● **THE REQUEST**
Rewrite all the records below, swapping every "image" for "photo" and leaving the rest as it is. Leave out the pictures.

● **SOURCE DATA**
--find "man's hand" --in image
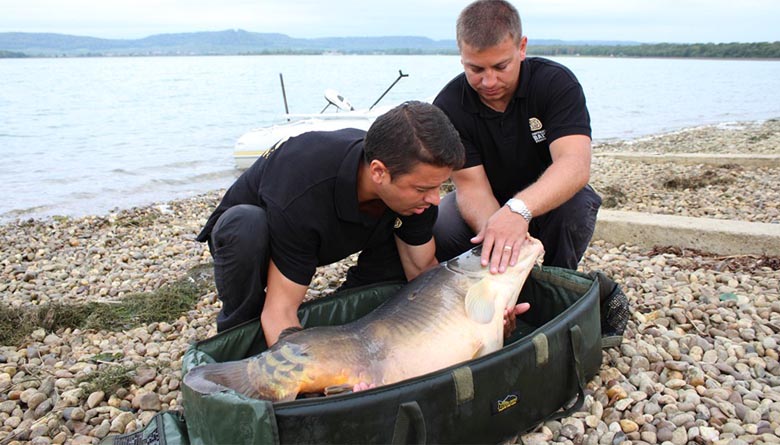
[260,260,308,348]
[471,206,528,273]
[504,303,531,338]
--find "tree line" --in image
[528,42,780,59]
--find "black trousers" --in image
[433,185,601,270]
[209,204,406,332]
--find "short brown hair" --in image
[364,101,466,179]
[456,0,523,51]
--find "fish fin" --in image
[465,279,496,324]
[324,383,355,396]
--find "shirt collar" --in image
[461,59,531,116]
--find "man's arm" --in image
[260,260,308,347]
[395,236,438,281]
[466,135,591,273]
[452,165,499,233]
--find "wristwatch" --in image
[506,198,534,223]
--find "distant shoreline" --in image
[0,29,780,59]
[0,116,780,227]
[0,52,780,62]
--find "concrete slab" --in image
[593,150,780,167]
[593,209,780,256]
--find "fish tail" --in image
[185,359,298,402]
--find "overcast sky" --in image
[0,0,780,43]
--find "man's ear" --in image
[368,159,390,184]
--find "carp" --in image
[184,236,544,402]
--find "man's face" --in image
[460,35,528,111]
[378,163,452,216]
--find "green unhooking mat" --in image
[104,267,603,445]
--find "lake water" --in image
[0,55,780,222]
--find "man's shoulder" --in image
[525,57,578,82]
[433,73,466,111]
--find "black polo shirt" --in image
[433,57,591,204]
[197,129,438,285]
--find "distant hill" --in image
[0,29,780,59]
[0,29,636,56]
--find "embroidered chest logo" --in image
[491,393,520,415]
[528,117,547,144]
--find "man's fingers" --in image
[513,303,531,316]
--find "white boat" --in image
[233,70,408,170]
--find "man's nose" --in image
[425,189,441,206]
[482,70,498,88]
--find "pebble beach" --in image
[0,119,780,445]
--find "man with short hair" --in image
[197,102,464,346]
[434,0,601,273]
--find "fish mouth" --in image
[445,244,486,276]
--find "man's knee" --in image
[211,204,268,255]
[531,186,601,269]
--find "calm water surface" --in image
[0,56,780,222]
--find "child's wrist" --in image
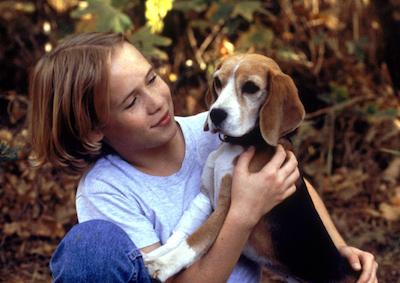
[227,206,259,230]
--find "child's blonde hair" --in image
[29,33,126,173]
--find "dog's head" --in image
[204,54,305,146]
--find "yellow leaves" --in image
[47,0,78,13]
[145,0,174,33]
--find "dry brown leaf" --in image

● **FINISHED TASK**
--find "man's hand" --in photo
[260,260,308,348]
[471,206,528,273]
[504,303,531,338]
--find "tree line" --in photo
[528,42,780,59]
--find "black trousers" --in photo
[433,185,601,270]
[209,204,406,332]
--find "short brown hair" --in photo
[364,101,466,179]
[456,0,523,51]
--find "fish fin" --in photo
[465,279,496,324]
[324,383,355,396]
--find "shirt collar" --in photo
[461,59,531,116]
--find "man's arm" --in photo
[260,260,308,347]
[395,236,438,281]
[466,135,591,273]
[452,165,499,233]
--find "wristwatch" --in photo
[506,198,534,223]
--find "distant shoreline" --in photo
[0,29,780,59]
[0,116,780,227]
[0,52,780,62]
--find "concrete slab" --in photo
[593,150,780,167]
[593,209,780,256]
--find "fish tail" --in photo
[185,359,298,402]
--find "overcast sky" --in photo
[0,0,780,43]
--find "man's ear" --in photo
[368,159,390,184]
--find "carp" --in photo
[184,236,544,402]
--find "man's face" --in photo
[460,35,528,111]
[378,163,452,216]
--find "green unhooking mat" --in photo
[104,267,603,445]
--find "lake water" --in photo
[0,55,780,222]
--find "man's shoulder" --in photo
[525,57,578,82]
[433,73,466,111]
--find "black polo shirt" --in photo
[433,57,591,204]
[197,129,438,285]
--find "distant hill" --in photo
[0,29,780,59]
[0,29,636,56]
--find "embroidered chest logo" --in photo
[491,393,520,415]
[528,117,547,144]
--find "man's fingers" --in photo
[513,303,531,316]
--find "white boat" --in photo
[233,70,408,170]
--find "man's nose" --in photo
[425,189,441,206]
[482,70,498,88]
--find "pebble beach" --in photo
[0,119,780,445]
--find "man with short hair" --in photo
[197,102,464,346]
[434,0,601,273]
--find "fish mouth" --in photo
[445,244,486,276]
--find "man's knee" --in photo
[211,204,268,255]
[531,186,601,269]
--find "calm water surface" --in photo
[0,56,780,222]
--find "child's wrist" --in photo
[227,206,259,230]
--find "child's blonde hair" --in photo
[29,33,126,173]
--find "dog's head" --in photo
[204,54,305,146]
--find "yellow leaves" --in photo
[47,0,78,13]
[145,0,174,33]
--find "dry brown leaf" --in photo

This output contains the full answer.